◆ Goal:
Could you repeat, word for word, every line from the one containing "the stone tower" through the final line of the records below, and nothing else?

◆ Data supplied:
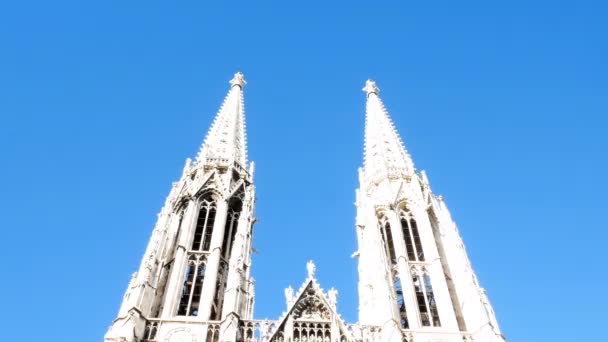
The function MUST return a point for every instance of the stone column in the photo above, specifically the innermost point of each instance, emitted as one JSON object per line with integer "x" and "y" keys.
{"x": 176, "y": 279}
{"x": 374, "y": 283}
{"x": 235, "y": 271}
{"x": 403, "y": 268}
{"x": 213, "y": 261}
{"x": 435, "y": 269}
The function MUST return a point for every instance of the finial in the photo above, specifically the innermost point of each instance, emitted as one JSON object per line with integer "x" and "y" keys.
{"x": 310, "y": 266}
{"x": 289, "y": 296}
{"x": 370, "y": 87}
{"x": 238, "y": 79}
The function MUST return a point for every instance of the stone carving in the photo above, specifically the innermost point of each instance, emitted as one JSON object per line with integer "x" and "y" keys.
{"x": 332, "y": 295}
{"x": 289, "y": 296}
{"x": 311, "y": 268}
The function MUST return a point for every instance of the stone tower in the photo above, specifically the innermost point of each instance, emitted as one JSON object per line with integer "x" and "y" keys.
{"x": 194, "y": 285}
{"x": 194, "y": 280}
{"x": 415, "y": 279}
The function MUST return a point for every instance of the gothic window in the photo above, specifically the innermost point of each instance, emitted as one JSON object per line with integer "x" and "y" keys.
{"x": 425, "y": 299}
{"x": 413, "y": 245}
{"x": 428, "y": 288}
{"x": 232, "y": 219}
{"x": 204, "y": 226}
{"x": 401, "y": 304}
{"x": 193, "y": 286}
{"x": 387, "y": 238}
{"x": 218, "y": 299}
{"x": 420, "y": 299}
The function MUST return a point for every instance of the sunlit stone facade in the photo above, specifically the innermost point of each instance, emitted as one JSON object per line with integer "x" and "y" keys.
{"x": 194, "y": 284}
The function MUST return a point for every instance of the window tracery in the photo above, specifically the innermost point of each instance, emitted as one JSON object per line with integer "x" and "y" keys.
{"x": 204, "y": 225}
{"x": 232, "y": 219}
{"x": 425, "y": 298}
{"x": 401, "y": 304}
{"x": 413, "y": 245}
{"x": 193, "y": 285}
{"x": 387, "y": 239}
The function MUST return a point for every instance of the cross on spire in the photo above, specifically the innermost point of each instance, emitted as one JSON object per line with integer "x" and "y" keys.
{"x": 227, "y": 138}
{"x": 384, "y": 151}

◆ Task answer:
The function MUST return a point for every instance of the stone tower in the photo above, specifically the innermost point of each instance, emitted as one JSON object per line with integer "x" and "y" keys.
{"x": 194, "y": 285}
{"x": 194, "y": 280}
{"x": 415, "y": 279}
The function MUST return a point for every instance of the gothic window in the photo above, specifically the innermost point of each instance, emitted as one JSON object per line with integer "x" and "y" keys.
{"x": 425, "y": 299}
{"x": 413, "y": 245}
{"x": 428, "y": 288}
{"x": 232, "y": 219}
{"x": 204, "y": 226}
{"x": 401, "y": 304}
{"x": 193, "y": 286}
{"x": 387, "y": 238}
{"x": 218, "y": 299}
{"x": 420, "y": 299}
The function MUST return a point for every instance of the sunlit stone facade in the photo above, specifically the innermost point of each instance, emitted as one JSON object per line with integer "x" and "y" keys.
{"x": 194, "y": 284}
The function MUST return a point for every instance of the window tracery in the photo above, specifically the innermost point of each instance, emitted as one JSON object per line with integer "x" and "y" keys.
{"x": 204, "y": 225}
{"x": 232, "y": 219}
{"x": 425, "y": 298}
{"x": 401, "y": 304}
{"x": 413, "y": 245}
{"x": 193, "y": 285}
{"x": 387, "y": 239}
The function MUST return a point for every instance of the cross on spire in the photo above, specifically the innermost point of each instance, emitted as one JSON object per line with integer "x" and "y" keys.
{"x": 227, "y": 138}
{"x": 384, "y": 151}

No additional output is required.